* BEGIN EXTRACTED ENTRIES *
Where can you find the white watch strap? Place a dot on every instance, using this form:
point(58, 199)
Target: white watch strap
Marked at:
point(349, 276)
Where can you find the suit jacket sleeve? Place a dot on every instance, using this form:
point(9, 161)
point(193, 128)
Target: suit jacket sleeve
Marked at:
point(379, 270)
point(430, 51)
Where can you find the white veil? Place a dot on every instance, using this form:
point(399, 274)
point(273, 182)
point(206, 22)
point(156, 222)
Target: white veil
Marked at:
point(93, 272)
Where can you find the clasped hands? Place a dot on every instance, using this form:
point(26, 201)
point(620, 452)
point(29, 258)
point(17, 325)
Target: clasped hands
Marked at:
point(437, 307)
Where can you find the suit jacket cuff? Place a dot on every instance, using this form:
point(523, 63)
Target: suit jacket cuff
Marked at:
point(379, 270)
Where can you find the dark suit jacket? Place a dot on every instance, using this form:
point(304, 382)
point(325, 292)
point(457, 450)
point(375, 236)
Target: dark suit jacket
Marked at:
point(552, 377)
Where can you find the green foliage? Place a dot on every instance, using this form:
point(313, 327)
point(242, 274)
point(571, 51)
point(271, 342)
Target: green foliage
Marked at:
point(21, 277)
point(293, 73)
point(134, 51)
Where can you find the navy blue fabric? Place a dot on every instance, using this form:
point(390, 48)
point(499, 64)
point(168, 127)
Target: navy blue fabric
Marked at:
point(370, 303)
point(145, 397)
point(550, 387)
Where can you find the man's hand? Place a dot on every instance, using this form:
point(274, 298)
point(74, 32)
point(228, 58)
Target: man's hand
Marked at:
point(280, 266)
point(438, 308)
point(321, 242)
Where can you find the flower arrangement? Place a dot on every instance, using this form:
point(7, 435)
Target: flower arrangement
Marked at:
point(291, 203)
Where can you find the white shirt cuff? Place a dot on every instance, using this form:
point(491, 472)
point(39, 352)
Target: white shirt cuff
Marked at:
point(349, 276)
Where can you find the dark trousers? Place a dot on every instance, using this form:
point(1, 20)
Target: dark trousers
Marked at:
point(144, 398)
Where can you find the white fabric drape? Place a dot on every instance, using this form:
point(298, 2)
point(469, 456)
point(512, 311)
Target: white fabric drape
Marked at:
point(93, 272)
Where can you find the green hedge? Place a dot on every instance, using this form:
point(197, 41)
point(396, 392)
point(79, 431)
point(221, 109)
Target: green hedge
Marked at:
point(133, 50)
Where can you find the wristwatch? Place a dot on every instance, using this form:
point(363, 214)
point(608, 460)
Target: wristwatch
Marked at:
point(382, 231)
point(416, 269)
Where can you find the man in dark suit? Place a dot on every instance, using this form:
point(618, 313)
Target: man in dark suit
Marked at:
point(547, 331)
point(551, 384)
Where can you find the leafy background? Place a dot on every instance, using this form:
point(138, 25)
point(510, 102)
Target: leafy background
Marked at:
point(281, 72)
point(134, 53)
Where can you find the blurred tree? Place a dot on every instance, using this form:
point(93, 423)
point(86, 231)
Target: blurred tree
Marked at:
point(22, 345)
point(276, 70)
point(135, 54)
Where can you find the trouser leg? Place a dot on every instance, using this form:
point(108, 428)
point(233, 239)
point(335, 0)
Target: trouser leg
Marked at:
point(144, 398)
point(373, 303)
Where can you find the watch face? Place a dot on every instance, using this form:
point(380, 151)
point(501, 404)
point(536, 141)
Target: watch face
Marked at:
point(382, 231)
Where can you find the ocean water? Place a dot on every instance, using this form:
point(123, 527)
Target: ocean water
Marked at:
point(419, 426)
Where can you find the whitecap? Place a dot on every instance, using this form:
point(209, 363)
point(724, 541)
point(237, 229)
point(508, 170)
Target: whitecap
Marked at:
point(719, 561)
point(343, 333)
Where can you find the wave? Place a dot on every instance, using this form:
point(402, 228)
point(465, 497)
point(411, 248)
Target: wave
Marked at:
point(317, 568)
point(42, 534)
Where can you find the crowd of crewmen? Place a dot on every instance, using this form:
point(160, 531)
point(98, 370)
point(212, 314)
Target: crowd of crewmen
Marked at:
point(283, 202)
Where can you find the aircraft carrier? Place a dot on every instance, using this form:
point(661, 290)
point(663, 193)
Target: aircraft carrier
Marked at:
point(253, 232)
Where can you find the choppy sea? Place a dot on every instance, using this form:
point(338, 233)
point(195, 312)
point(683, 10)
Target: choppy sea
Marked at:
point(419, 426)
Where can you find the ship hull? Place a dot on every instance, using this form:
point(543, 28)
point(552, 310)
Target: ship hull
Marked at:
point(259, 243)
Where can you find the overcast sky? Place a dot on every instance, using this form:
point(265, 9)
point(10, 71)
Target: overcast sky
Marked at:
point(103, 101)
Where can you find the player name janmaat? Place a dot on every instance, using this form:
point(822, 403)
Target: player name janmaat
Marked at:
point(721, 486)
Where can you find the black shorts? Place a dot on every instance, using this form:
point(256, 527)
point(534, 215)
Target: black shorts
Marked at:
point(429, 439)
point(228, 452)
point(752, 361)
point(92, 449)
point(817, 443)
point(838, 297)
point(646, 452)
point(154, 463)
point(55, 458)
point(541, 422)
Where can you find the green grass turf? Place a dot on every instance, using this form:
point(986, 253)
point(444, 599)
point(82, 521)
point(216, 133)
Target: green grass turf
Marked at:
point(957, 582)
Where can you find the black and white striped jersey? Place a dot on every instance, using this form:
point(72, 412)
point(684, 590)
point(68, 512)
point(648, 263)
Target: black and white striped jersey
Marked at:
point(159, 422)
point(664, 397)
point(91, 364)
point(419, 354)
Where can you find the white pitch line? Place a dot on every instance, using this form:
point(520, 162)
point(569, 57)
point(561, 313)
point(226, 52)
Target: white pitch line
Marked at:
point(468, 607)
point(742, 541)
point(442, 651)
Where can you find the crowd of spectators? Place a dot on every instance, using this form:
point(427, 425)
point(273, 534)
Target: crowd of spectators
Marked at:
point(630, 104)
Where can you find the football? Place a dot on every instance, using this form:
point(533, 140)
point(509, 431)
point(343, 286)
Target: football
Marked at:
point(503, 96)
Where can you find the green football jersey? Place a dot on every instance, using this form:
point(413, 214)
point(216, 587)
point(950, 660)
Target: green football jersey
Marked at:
* END EXTRACTED ENTRIES *
### STATED EXERCISE
Recast these data as a JSON list of strings, with one string for each line and blank lines omitted, covering all of the data.

### RESPONSE TO THE TASK
[
  "Where can you find the white watch strap? Place a dot on every instance, using this form:",
  "point(58, 199)",
  "Target: white watch strap",
  "Marked at:",
  "point(349, 276)",
  "Where can you find the suit jacket sleeve? Place a dot on every instance, using this form:",
  "point(9, 161)",
  "point(193, 128)",
  "Target: suit jacket sleeve",
  "Marked at:",
  "point(379, 270)",
  "point(430, 51)",
  "Where can you find the white veil? Place a dot on every instance, using this form:",
  "point(399, 274)",
  "point(273, 182)",
  "point(206, 22)",
  "point(156, 222)",
  "Target: white veil",
  "Marked at:",
  "point(93, 272)",
  "Where can you find the clasped hands? Place a dot on every instance, using this form:",
  "point(26, 201)",
  "point(620, 452)",
  "point(29, 258)",
  "point(17, 325)",
  "Target: clasped hands",
  "Marked at:",
  "point(437, 307)",
  "Where can you find the suit jacket cuff? Place a dot on every instance, using this form:",
  "point(523, 63)",
  "Target: suit jacket cuff",
  "Marked at:",
  "point(379, 270)",
  "Where can you find the dark suit jacket? Place a dot on every instance, using this form:",
  "point(304, 382)",
  "point(325, 292)",
  "point(457, 450)",
  "point(375, 236)",
  "Target: dark suit jacket",
  "Marked at:",
  "point(552, 377)",
  "Where can you find the green foliage? Place a dot on every instance, using this form:",
  "point(313, 327)",
  "point(242, 274)",
  "point(571, 51)",
  "point(271, 342)",
  "Target: green foliage",
  "Marked at:",
  "point(21, 277)",
  "point(293, 73)",
  "point(134, 51)",
  "Where can you find the navy blue fabric? Place a dot on every instance, using this form:",
  "point(390, 48)",
  "point(499, 64)",
  "point(168, 127)",
  "Target: navy blue fabric",
  "Marked at:",
  "point(370, 303)",
  "point(145, 397)",
  "point(550, 387)",
  "Where can you find the man's hand? Place a dot on every instance, using this form:",
  "point(274, 298)",
  "point(74, 32)",
  "point(228, 58)",
  "Target: man's hand",
  "Marked at:",
  "point(280, 266)",
  "point(438, 308)",
  "point(321, 242)",
  "Where can you find the flower arrangement? Place a dot on every instance, using this form:",
  "point(7, 435)",
  "Target: flower arrangement",
  "Marked at:",
  "point(291, 203)",
  "Where can you find the white shirt cuff? Place a dot on every instance, using this form:",
  "point(491, 472)",
  "point(39, 352)",
  "Target: white shirt cuff",
  "Marked at:",
  "point(349, 276)",
  "Where can you find the dark trousers? Place a dot on every instance, using this form:",
  "point(1, 20)",
  "Target: dark trousers",
  "Marked at:",
  "point(144, 398)",
  "Where can you find the white fabric drape? Place a dot on every instance, using this form:",
  "point(298, 2)",
  "point(469, 456)",
  "point(512, 311)",
  "Target: white fabric drape",
  "Marked at:",
  "point(93, 272)",
  "Where can you find the green hedge? Place a dot on every instance, using this form:",
  "point(197, 41)",
  "point(396, 392)",
  "point(79, 431)",
  "point(221, 109)",
  "Target: green hedge",
  "Marked at:",
  "point(133, 50)",
  "Where can you find the wristwatch? Place a dot on every instance, using this form:",
  "point(363, 214)",
  "point(608, 460)",
  "Target: wristwatch",
  "Marked at:",
  "point(382, 231)",
  "point(416, 269)",
  "Where can you find the man in dark suit? Place a dot on every instance, using this form:",
  "point(618, 313)",
  "Target: man in dark suit",
  "Marked at:",
  "point(547, 331)",
  "point(551, 384)",
  "Where can you find the leafy background? Place a dot on every instance, using this form:",
  "point(138, 25)",
  "point(510, 102)",
  "Target: leafy background",
  "Marked at:",
  "point(281, 72)",
  "point(134, 53)",
  "Where can you find the blurred tree? Place a dot on every instance, using this form:",
  "point(93, 423)",
  "point(86, 231)",
  "Target: blurred tree",
  "Marked at:",
  "point(22, 345)",
  "point(276, 70)",
  "point(135, 54)",
  "Where can you find the trouser leg? Place a dot on every instance, using this form:",
  "point(108, 428)",
  "point(233, 239)",
  "point(335, 0)",
  "Target: trouser leg",
  "Marked at:",
  "point(144, 398)",
  "point(373, 303)",
  "Where can you find the watch face? Place a dot on every instance, using this form:",
  "point(380, 151)",
  "point(501, 404)",
  "point(536, 141)",
  "Target: watch face",
  "Marked at:",
  "point(382, 231)",
  "Where can you find the ocean water? Place a dot on every instance, using this form:",
  "point(123, 527)",
  "Target: ocean water",
  "Marked at:",
  "point(419, 426)",
  "Where can you find the whitecap? Place a dot on every instance, using this form:",
  "point(209, 363)",
  "point(724, 541)",
  "point(237, 229)",
  "point(508, 170)",
  "Target: whitecap",
  "Marked at:",
  "point(719, 561)",
  "point(343, 333)",
  "Where can you find the wave? Place a dot on every instance, using this form:",
  "point(402, 228)",
  "point(465, 497)",
  "point(411, 248)",
  "Target: wave",
  "Marked at:",
  "point(317, 568)",
  "point(42, 534)",
  "Where can you find the crowd of crewmen? Place a dot on every instance, using this form:",
  "point(160, 531)",
  "point(98, 370)",
  "point(212, 314)",
  "Target: crowd of crewmen",
  "Marked at:",
  "point(283, 202)",
  "Where can you find the aircraft carrier? Place a dot on every instance, using this form:",
  "point(661, 290)",
  "point(663, 193)",
  "Target: aircraft carrier",
  "Marked at:",
  "point(253, 232)",
  "Where can you find the choppy sea? Place a dot on every instance, using this form:",
  "point(338, 233)",
  "point(195, 312)",
  "point(683, 10)",
  "Target: choppy sea",
  "Marked at:",
  "point(419, 426)",
  "Where can you find the ship hull? Place a dot on every instance, using this form:",
  "point(543, 28)",
  "point(552, 310)",
  "Target: ship hull",
  "Marked at:",
  "point(259, 243)",
  "Where can you find the overcast sky? Place a dot on every instance, using this form:",
  "point(265, 9)",
  "point(10, 71)",
  "Target: overcast sky",
  "Marked at:",
  "point(103, 101)",
  "Where can you find the player name janmaat? Place a dot on every instance, using this form:",
  "point(822, 403)",
  "Target: player name janmaat",
  "Marked at:",
  "point(721, 486)",
  "Where can you find the black shorts? Place a dot on every instance, using this form:",
  "point(256, 527)",
  "point(534, 215)",
  "Target: black shorts",
  "Marked at:",
  "point(429, 439)",
  "point(228, 452)",
  "point(752, 361)",
  "point(92, 449)",
  "point(817, 443)",
  "point(838, 297)",
  "point(646, 452)",
  "point(154, 463)",
  "point(55, 458)",
  "point(541, 422)",
  "Where can you find the green grass turf? Place a dot on every instance, using this form:",
  "point(986, 253)",
  "point(444, 599)",
  "point(82, 521)",
  "point(216, 133)",
  "Target: green grass turf",
  "Marked at:",
  "point(957, 582)",
  "Where can you find the black and white striped jersey? Place a dot on every instance, using this form:",
  "point(72, 412)",
  "point(684, 590)",
  "point(68, 512)",
  "point(648, 263)",
  "Target: black and white striped jersey",
  "Marked at:",
  "point(159, 422)",
  "point(664, 397)",
  "point(91, 364)",
  "point(419, 354)",
  "Where can you find the white pitch line? Place a dot on every instance, using this form:",
  "point(520, 162)",
  "point(569, 57)",
  "point(561, 313)",
  "point(226, 52)",
  "Target: white pitch line",
  "Marked at:",
  "point(468, 607)",
  "point(742, 541)",
  "point(442, 651)",
  "Where can you find the crowd of spectators? Place a dot on every instance, using this form:",
  "point(427, 425)",
  "point(273, 534)",
  "Target: crowd of spectators",
  "Marked at:",
  "point(630, 104)",
  "Where can you find the football? Place a dot on every instance, using this form:",
  "point(533, 140)",
  "point(509, 431)",
  "point(343, 286)",
  "Target: football",
  "Marked at:",
  "point(503, 96)",
  "Where can you find the green football jersey? Place a dot on every instance, using this form:",
  "point(413, 214)",
  "point(216, 587)",
  "point(950, 660)",
  "Target: green football jersey",
  "Marked at:"
]